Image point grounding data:

-- Opening Marker --

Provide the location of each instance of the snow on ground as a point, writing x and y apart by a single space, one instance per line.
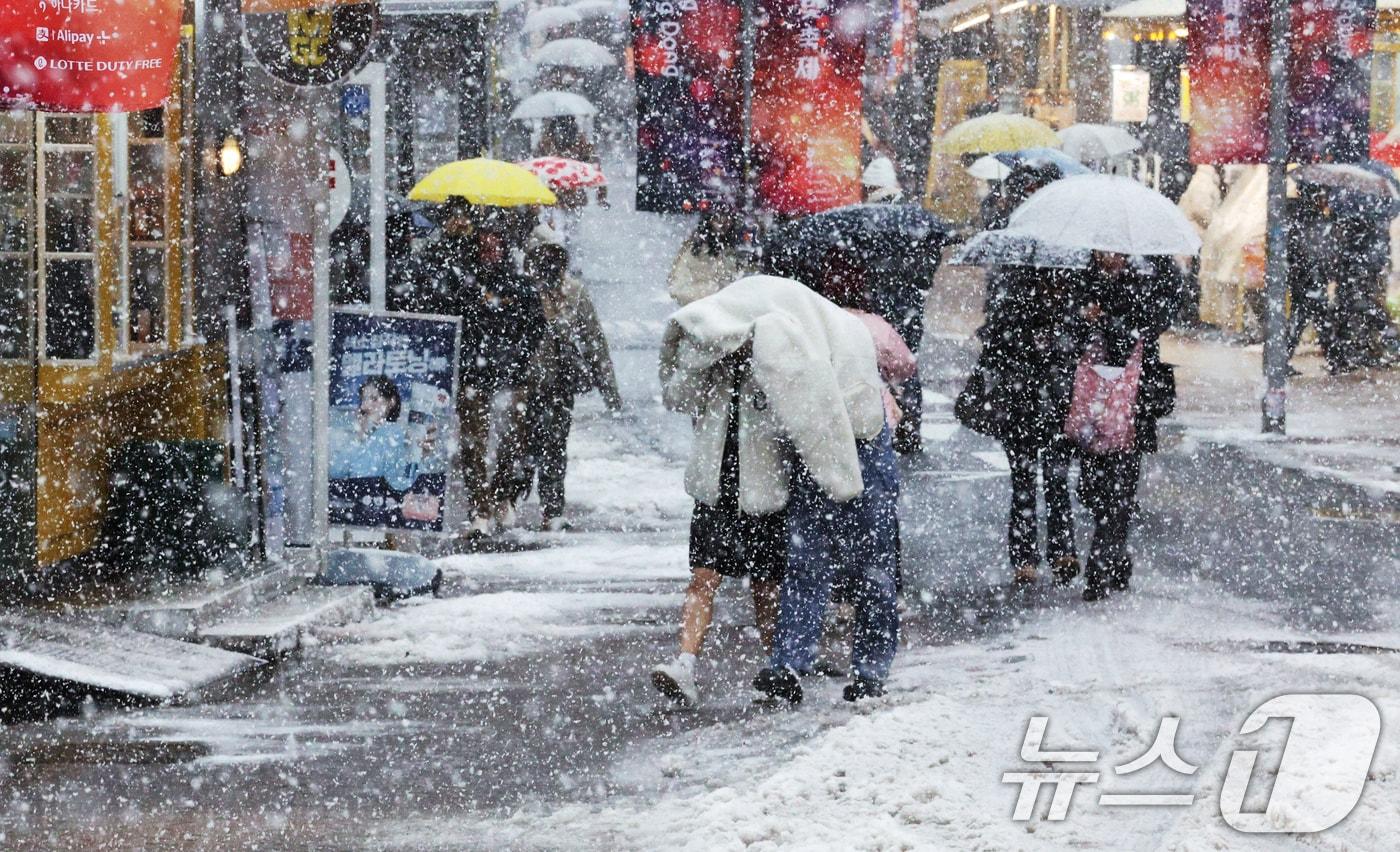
921 768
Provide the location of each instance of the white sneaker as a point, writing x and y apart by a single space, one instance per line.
482 526
676 683
506 515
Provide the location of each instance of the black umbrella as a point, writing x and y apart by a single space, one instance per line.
900 239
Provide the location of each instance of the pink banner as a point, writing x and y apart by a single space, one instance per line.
87 55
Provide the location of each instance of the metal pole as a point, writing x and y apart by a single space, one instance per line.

-- Closing Marker --

#### ACTIVITY:
The lines from the one containing "Provide the location of each instance of the pink" through the end of the data are to be copied exactly, the first and last of them included.

#### SOLUTION FOR THIS PROBLEM:
Provide the location of each instance of the pink banner as a point, writing x and y apart by a single space, one instance per line.
87 55
Provide the location of each instance of the metal pole as a point, writing x and y apart by a single space, one instance per line.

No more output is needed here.